### [Natural language region descriptions]
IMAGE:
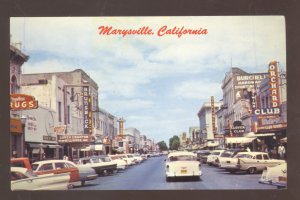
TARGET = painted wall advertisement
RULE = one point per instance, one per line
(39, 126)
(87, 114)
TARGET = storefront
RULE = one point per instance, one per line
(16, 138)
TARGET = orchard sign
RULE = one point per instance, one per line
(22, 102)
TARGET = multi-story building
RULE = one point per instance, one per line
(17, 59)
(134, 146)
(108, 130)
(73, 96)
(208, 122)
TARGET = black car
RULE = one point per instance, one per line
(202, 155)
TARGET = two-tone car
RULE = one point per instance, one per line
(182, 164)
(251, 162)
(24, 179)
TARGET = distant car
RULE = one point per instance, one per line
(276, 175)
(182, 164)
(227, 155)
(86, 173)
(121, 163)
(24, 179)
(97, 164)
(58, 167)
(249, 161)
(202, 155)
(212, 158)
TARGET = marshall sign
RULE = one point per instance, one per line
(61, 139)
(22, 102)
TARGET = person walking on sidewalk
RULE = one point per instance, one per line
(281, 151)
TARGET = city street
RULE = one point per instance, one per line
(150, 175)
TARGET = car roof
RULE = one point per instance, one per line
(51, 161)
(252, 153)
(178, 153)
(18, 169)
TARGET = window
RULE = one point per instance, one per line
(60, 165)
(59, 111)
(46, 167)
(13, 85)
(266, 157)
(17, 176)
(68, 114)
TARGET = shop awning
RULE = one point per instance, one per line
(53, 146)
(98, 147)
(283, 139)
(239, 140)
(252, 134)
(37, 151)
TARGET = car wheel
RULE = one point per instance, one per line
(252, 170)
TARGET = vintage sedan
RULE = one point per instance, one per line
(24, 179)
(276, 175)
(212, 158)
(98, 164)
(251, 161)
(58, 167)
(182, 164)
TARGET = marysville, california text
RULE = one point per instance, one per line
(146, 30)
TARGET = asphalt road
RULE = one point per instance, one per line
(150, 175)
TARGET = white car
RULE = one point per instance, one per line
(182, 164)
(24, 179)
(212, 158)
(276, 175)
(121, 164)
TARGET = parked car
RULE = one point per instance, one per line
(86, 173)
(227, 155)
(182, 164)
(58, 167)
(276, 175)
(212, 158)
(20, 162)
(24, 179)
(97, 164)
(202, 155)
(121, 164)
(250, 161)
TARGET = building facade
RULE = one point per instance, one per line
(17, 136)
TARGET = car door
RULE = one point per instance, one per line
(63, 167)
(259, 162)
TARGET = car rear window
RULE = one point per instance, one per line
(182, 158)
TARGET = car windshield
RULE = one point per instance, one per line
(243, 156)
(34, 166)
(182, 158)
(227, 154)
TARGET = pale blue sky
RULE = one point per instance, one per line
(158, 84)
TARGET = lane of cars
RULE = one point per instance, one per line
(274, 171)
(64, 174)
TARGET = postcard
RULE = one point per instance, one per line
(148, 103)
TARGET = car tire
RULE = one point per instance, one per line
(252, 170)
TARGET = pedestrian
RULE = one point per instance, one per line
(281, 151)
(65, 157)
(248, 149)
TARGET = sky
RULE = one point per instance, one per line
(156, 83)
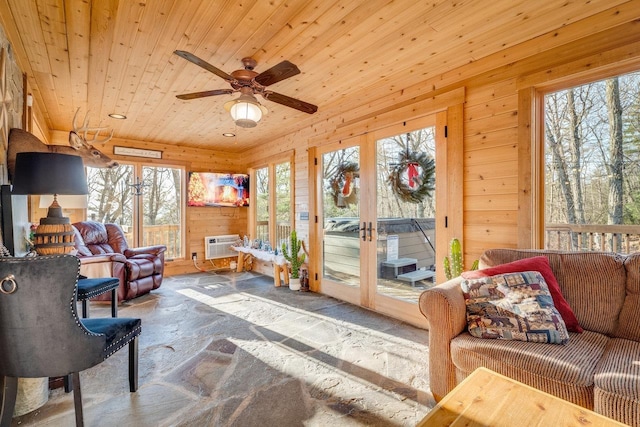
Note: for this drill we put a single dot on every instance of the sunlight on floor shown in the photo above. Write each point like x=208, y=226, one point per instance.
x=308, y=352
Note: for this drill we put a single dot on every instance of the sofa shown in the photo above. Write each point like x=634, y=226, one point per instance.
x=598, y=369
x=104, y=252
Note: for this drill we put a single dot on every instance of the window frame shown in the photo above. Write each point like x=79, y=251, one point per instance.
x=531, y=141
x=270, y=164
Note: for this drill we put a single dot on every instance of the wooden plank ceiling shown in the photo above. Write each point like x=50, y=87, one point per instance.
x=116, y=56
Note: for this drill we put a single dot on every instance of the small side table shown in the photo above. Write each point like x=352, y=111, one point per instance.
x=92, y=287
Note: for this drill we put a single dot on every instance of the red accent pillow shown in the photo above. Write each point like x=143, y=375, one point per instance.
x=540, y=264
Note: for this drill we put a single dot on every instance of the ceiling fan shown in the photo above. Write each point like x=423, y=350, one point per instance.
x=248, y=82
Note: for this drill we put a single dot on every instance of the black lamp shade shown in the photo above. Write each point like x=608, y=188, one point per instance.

### [Task description]
The records above should be returned word for word, with every picture left out.

### [Task response]
IMAGE:
TARGET = painted wall advertisement
RULE = one point per instance, one per line
(39, 126)
(87, 114)
TARGET = storefront
RULE = one point per instance, one per line
(16, 138)
TARGET = orchard sign
RULE = one point per instance, one per line
(22, 102)
TARGET = multi-story building
RULE = one point per instance, one per line
(17, 59)
(134, 146)
(108, 130)
(73, 96)
(208, 122)
TARGET = black car
RULE = one point per instance, one per line
(202, 155)
TARGET = two-tone car
RULE = one point per instance, one per line
(182, 164)
(251, 162)
(24, 179)
TARGET = distant car
RULE = one point per instance, one per line
(276, 175)
(182, 164)
(227, 155)
(86, 173)
(121, 163)
(24, 179)
(97, 164)
(58, 167)
(249, 161)
(202, 155)
(212, 158)
TARGET = marshall sign
RULE = one point per instance, one per line
(61, 139)
(22, 102)
TARGET = person walking on sidewalk
RULE = one point per instance, one per line
(281, 151)
TARGET = city street
RULE = one point per instance, one per line
(150, 175)
TARGET = car roof
RULE = one point per instance, one per line
(51, 161)
(252, 153)
(178, 153)
(18, 169)
TARGET = window
RULE = one point per instance, one per line
(60, 165)
(59, 111)
(46, 167)
(13, 85)
(266, 157)
(17, 176)
(68, 114)
TARGET = shop awning
RULE = one point per instance, one per line
(53, 146)
(98, 147)
(283, 139)
(239, 140)
(252, 134)
(37, 151)
TARGET = car wheel
RULE = one point per instance, one per line
(252, 170)
TARGET = vintage sedan
RULE = one point per instance, one per line
(24, 179)
(276, 175)
(212, 158)
(98, 164)
(251, 161)
(58, 167)
(182, 164)
TARGET = marysville, california text
RULE = one point per instance, one per line
(146, 30)
TARGET = asphalt road
RULE = one point per instance, one per line
(150, 175)
TARGET = white car
RULE = one point per instance, one per line
(182, 164)
(24, 179)
(212, 158)
(276, 175)
(121, 164)
TARGET = parked car
RULE = one point per instance, one per line
(86, 173)
(227, 155)
(182, 164)
(58, 167)
(276, 175)
(212, 158)
(20, 162)
(24, 179)
(97, 164)
(202, 155)
(121, 164)
(250, 161)
TARGET = building facade
RULE = one point per instance, one per line
(17, 136)
TARGET = car door
RULE = one point per instance, one per line
(63, 167)
(259, 162)
TARGET = car rear window
RULE = one point per instance, one per line
(182, 158)
TARGET = car windshield
RULE = one point per instance, one per line
(243, 156)
(34, 166)
(182, 158)
(227, 154)
TARGET = pale blue sky
RULE = one point per instance, one per line
(158, 84)
TARGET = lane of cars
RULE = one point per instance, one per line
(274, 171)
(64, 174)
TARGET = postcard
RULE = one point per instance, one per line
(148, 103)
TARGET = car tire
RULE = one point per instance, one per line
(252, 170)
TARGET = pedestrian
RULE = one point per instance, one per line
(281, 151)
(65, 157)
(248, 149)
TARGET = sky
RULE = one point per instance, one per line
(156, 83)
Note: for this drill we put a single dot on every instance of the sunlight on floor shown in the photo above. Write each point like x=208, y=226, one point per instance.
x=308, y=352
Note: for this drill we put a single dot on every instance of the sofa shown in the photo above. Write each point like x=634, y=226, one point per instance.
x=598, y=369
x=104, y=252
Note: for this drill we put a single dot on every instance of the window frame shown in the photo above. Write each point like x=79, y=251, one point per instance.
x=531, y=141
x=270, y=164
Note: for this drill we put a single dot on every instance of the wooden plank ceiling shown in the photo above. Write each point like x=50, y=87, one point per instance.
x=116, y=56
Note: for this drill we put a single dot on every instance of the small side table shown in the photo above. Write each point like x=352, y=111, one point per instance.
x=92, y=287
Note: for this drill we put a single dot on every instance of the red accent pillow shown in the photo above. Write each point like x=143, y=375, one point per instance.
x=540, y=264
Note: for this drill we put a single dot on every instance of the ceiling fan shown in the photo above. Write each point like x=423, y=350, one point per instance.
x=248, y=82
Note: for this drill we put a single dot on every instance of the black lamp shade shown in the photo above. Write each point like x=608, y=188, one point per instance.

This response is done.